Set down word for word the part of the "Black Widow" review below that runs from "After the events" to "out his plans.".

** BEGIN Quoted text **

“Black Widow” (2021)

MOVIE THEATER REVIEW: “Black Widow” stars Scarlett Johansson (Jojo Rabbit, Marriage Story [2019]), Florence Pugh (The Commuter, Midsommar), David Harbour (Stranger Things [TV series], Revolutionary Road), Rachel Weisz (Oz the Great and Powerful, The Bourne Legacy), Ray Winstone (The Departed [2006], Cold Mountain), O-T Fagbenle (The Handmaid’s Tale [TV series], Maxxx [TV series]), Ever Anderson (Resident Evil: The Final Chapter, Peter Pan & Wendy), Violet McGraw (The Haunting of Hill House [TV mini-series], Doctor Sleep), and William Hurt (A History of Violence, Broadcast News). It is directed by Cate Shortland (Lore, Berlin Syndrome), and written by Eric Pearson (Thor: Ragnarok, Godzilla vs. Kong), Jac Schaeffer (Timer, The Hustle), and Ned Benson (The Disappearance of Eleanor Rigby: Them, The Westerner [Short]).

After the events of Captain America: Civil War, Natasha Romanoff (Johansson) goes into hiding, only to resurface when she learns that the leader of the Black Widow organization is still alive and brainwashing innocent young women to carry out his plans.

You know we’re getting closer to normalcy when Disney decides to drop a Marvel movie in theaters. Little did I know that the night my friend and I spontaneously chose to watch “Black Widow,” it was actually its opening day. Of course, this review has been posted quite a bit later… but I’ve been busy.

It’s fair to say that I had absolutely zero expectations for this feature. Once “Endgame” came and went, I was burnt out from superhero flicks; they’ve had their run for me, but now I’m ready to hang up the hat on them. Sure, there’s interesting elements that “Black Widow” presents. It’s her first solo outing (post death? Odd timing) and the cast looked like a good ensemble. Truthfully, I wanted to know more about this character’s backstory whenever we were shown glimpses of it in “Age of Ultron,” but that desire has come and gone.

Now we’re here. The movie’s finally released. And I gotta say… I was surprised. This one is actually pretty good, crafting a more action/adventure tale with a dark underbelly. It’s not your usual suit and tights caper; this one is more of an espionage thrill ride that paints a dysfunctional “family” picture. One that lends to often humorous and likable moments.

** END Quoted text **
** BEGIN Supplied data **

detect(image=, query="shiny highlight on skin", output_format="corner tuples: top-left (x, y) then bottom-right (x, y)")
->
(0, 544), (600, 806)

** END Supplied data **

**Full output:**
After the events of Captain America: Civil War, Natasha Romanoff (Johansson) goes into hiding, only to resurface when she learns that the leader of the Black Widow organization is still alive and brainwashing innocent young women to carry out his plans.